§ GIVEN TEXT:
____
Let me run through how we verified the data, what you can do about it and for the tech folks, some of the hoops we had to jump through to make processing this volume of data possible.
Data Verification
The first person whose data I verified was easy - me 😔 An old email address I've had since the 90s has been in credential stuffing lists before, so it wasn't too much of a surprise. Furthermore, I found a password associated with my address, which I'd definitely used many eons ago, and it was about as terrible as you'd expect from that era. However, none of the other passwords associated with my address were familiar. They certainly looked like passwords that other people might have feasibly used, but I'm pretty sure they weren't mine. One was even just an IP address from Perth on the other side of the country, which is both infeasible as a password I would have used, yet eerily close to home. I mean, of all the places in the world an IP address could have appeared from, it had to be somewhere in my own country I've been many times before...
Moving on to HIBP subscribers, I reached out to a handful and asked for support verifying the data. I chose a mix of subscribers with many who'd never been involved in any data breach we'd ever seen before; my experience above suggested that there's recycled data in there, and we had previously verified that when investigating those other incidents. However, is the all-new stuff legitimate? The very first response I received was exactly what I was looking for:
#1 is an old password that I don't use anymore. #2 is a more recent password. Thanks for the heads up, I've gone and changed the password for every critical account that used either one.
____
§ WORK INSTRUCTION 1: Repeat the part of the data verification text between "Moving on to" and "used either one.", inclusive.
§ WORK INSTRUCTION 2:
Answer these questions from the data verification text:
(a) Since when has the writer had the old email address?
(b) Where was the IP address found among the passwords from?
(c) What did the first subscriber to respond do after being told?
____
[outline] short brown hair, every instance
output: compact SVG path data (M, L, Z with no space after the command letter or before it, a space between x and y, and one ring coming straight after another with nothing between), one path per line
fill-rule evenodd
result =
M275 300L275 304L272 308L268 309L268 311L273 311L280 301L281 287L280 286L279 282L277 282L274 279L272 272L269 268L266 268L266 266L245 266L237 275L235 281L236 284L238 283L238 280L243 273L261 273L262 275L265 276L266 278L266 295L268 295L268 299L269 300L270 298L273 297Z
____
§ RESPONSE 1:
Moving on to HIBP subscribers, I reached out to a handful and asked for support verifying the data. I chose a mix of subscribers with many who'd never been involved in any data breach we'd ever seen before; my experience above suggested that there's recycled data in there, and we had previously verified that when investigating those other incidents. However, is the all-new stuff legitimate? The very first response I received was exactly what I was looking for:
#1 is an old password that I don't use anymore. #2 is a more recent password. Thanks for the heads up, I've gone and changed the password for every critical account that used either one.

§ RESPONSE 2:
(a) Since the 90s.
(b) Perth.
(c) They changed the password for every critical account that used either of the two passwords.